- [Task requirements]: Write out the data below word for word, leaving every line unchanged.

- [Data]:
- - - - - - -

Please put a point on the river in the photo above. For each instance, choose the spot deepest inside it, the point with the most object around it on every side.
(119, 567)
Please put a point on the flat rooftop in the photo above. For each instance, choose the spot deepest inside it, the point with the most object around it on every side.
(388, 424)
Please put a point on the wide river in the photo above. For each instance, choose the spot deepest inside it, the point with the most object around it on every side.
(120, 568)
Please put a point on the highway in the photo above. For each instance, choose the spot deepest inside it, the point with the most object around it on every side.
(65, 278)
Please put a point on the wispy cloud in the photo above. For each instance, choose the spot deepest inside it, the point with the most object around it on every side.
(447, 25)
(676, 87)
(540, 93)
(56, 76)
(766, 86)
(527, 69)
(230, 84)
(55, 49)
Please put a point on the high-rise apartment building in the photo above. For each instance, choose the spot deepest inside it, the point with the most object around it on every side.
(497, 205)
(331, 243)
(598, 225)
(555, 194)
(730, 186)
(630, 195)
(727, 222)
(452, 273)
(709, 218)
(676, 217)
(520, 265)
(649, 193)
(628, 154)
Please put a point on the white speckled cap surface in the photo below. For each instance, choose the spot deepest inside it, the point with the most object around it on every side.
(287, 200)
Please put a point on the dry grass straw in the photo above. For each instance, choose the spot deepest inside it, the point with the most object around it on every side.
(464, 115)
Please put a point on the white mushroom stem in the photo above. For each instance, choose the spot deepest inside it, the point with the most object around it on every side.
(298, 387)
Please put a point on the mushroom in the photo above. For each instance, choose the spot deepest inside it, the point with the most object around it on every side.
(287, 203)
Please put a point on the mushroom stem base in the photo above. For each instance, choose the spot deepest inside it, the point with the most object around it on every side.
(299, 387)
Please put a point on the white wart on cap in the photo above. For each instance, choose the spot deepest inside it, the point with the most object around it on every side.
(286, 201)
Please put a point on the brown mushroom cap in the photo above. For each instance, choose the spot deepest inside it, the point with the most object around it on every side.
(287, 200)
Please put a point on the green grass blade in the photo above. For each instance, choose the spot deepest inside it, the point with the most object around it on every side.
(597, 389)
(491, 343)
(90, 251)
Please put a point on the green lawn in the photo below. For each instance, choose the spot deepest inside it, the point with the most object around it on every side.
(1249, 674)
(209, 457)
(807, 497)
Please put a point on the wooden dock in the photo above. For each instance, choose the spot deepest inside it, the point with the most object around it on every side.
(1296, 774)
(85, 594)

- - - - - - -

- [Problem solution]:
Please put a point on the river in the photo above. For each instance, choose the spot deepest inside it, the point with the most object around it on every side.
(119, 567)
Please put a point on the flat rooftop in the photo above. For each instance, choose the spot deepest inside it, the point with the most object around it on every side.
(388, 424)
Please put a point on the wide river in the photo above. For each instance, choose the spot deepest inside it, the point with the most object around it on every side.
(120, 568)
Please put a point on the highway in the photo above. For each instance, choose the spot deepest inside it, the point with the most object around it on every side.
(65, 278)
Please put a point on the wispy cloud in the photo above. For each instance, choose the spot deepest inside it, the point with the most object around it on every side.
(447, 25)
(676, 87)
(540, 93)
(56, 76)
(766, 86)
(527, 69)
(230, 84)
(55, 49)
Please put a point on the high-rise apartment building in the photo above. For each instance, choose the spot deepest inside it, the point with the most object around it on every side.
(497, 205)
(331, 243)
(598, 225)
(555, 194)
(730, 186)
(630, 195)
(727, 222)
(452, 273)
(709, 218)
(676, 217)
(520, 265)
(649, 193)
(628, 154)
Please put a point on the white speckled cap surface in the photo below. For each instance, choose the spot deepest inside it, the point with the most object around it on every side.
(287, 200)
Please put a point on the dry grass straw in the photo above. For each instance, choose the spot deepest inside it, the point with the most object around it on every side.
(464, 115)
Please put a point on the white mushroom stem in the photo above. For each instance, choose the spot deepest inside it, the point with the most object around it on every side.
(298, 387)
Please put a point on the mushroom in the photo above. For each instance, choose the spot deepest inside it, the point with the most object around it on every side.
(287, 203)
Please put a point on the mushroom stem base in the photo above. For each instance, choose the spot deepest inside it, the point with the most object around it on every side.
(299, 387)
Please put a point on the white wart on cap in the photo above. For each instance, choose the spot deepest inside it, the point with the most object around it on every side.
(286, 201)
Please put a point on the brown mushroom cap in the photo above. For each instance, choose the spot deepest inside it, the point with the most object around it on every side.
(287, 200)
Please put a point on the green grass blade in the photo above. For each instance, choose the spot deepest inside it, the point with the most object around it on every side.
(597, 389)
(491, 343)
(90, 251)
Please put a point on the green lawn in the photo below. For each instance, choose the spot deepest inside it, the point with the most object around it on every side.
(1249, 674)
(209, 457)
(807, 497)
Please put a point on the wooden dock in the photo above. For each instance, choose the spot deepest inside it, the point with the most object around it on every side.
(1296, 774)
(85, 594)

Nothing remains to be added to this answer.